Document passage section start

I wish you the best of luck. You sound like an amazing strong and vibrant young woman. I'm sure you'll make it back. Realize that recovery is a very slow process, and I'm sure yours is slower than mine, but it does get better. You will feel better, food will taste better, and your hair will grow back. Hang in there!

Steve Braithwait '69

Anonymous said...

I hope that you had a good 4th of July....You are a true inspiration to me and my family! You are in my prayers and my church groups prayers!!!!

Anonymous said...

Document passage section end
Given entries section start

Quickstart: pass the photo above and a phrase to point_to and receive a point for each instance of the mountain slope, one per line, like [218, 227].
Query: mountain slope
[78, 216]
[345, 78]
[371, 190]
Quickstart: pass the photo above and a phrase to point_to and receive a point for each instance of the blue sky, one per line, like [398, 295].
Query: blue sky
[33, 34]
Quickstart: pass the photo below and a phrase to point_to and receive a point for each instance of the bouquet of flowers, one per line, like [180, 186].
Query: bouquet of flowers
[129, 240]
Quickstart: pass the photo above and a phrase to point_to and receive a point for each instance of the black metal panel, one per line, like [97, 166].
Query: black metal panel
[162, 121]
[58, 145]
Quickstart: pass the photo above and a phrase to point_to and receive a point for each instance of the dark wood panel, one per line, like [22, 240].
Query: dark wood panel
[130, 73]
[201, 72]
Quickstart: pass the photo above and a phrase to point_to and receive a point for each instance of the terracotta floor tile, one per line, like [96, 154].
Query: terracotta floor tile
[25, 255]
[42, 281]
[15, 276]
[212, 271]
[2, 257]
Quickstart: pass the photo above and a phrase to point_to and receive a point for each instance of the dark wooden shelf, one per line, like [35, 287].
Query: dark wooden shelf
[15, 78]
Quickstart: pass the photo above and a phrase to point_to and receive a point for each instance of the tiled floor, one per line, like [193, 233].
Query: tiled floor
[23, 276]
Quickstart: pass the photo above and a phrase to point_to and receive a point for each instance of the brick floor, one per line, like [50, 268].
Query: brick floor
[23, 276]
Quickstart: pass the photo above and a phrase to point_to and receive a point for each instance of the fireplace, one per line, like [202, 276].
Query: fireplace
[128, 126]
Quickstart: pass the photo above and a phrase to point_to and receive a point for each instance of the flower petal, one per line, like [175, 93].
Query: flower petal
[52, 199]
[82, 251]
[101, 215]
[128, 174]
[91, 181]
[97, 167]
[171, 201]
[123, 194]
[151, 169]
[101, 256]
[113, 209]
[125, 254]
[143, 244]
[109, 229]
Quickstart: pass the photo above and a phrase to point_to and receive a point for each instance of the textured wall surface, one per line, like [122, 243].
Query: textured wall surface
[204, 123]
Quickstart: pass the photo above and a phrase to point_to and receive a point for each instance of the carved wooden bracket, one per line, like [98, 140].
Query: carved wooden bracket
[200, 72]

Given entries section end

> [Task requirements]:
a - The first of the comments names the changes its writer says the reader will notice as recovery continues. List each one.
b - Return the stretch of the comments from "I wish you the" through "church groups prayers!!!!", copied word for word.

> [List of answers]:
a -
- You will feel better
- Food will taste better
- Your hair will grow back

b -
I wish you the best of luck. You sound like an amazing strong and vibrant young woman. I'm sure you'll make it back. Realize that recovery is a very slow process, and I'm sure yours is slower than mine, but it does get better. You will feel better, food will taste better, and your hair will grow back. Hang in there!

Steve Braithwait '69

Anonymous said...

I hope that you had a good 4th of July....You are a true inspiration to me and my family! You are in my prayers and my church groups prayers!!!!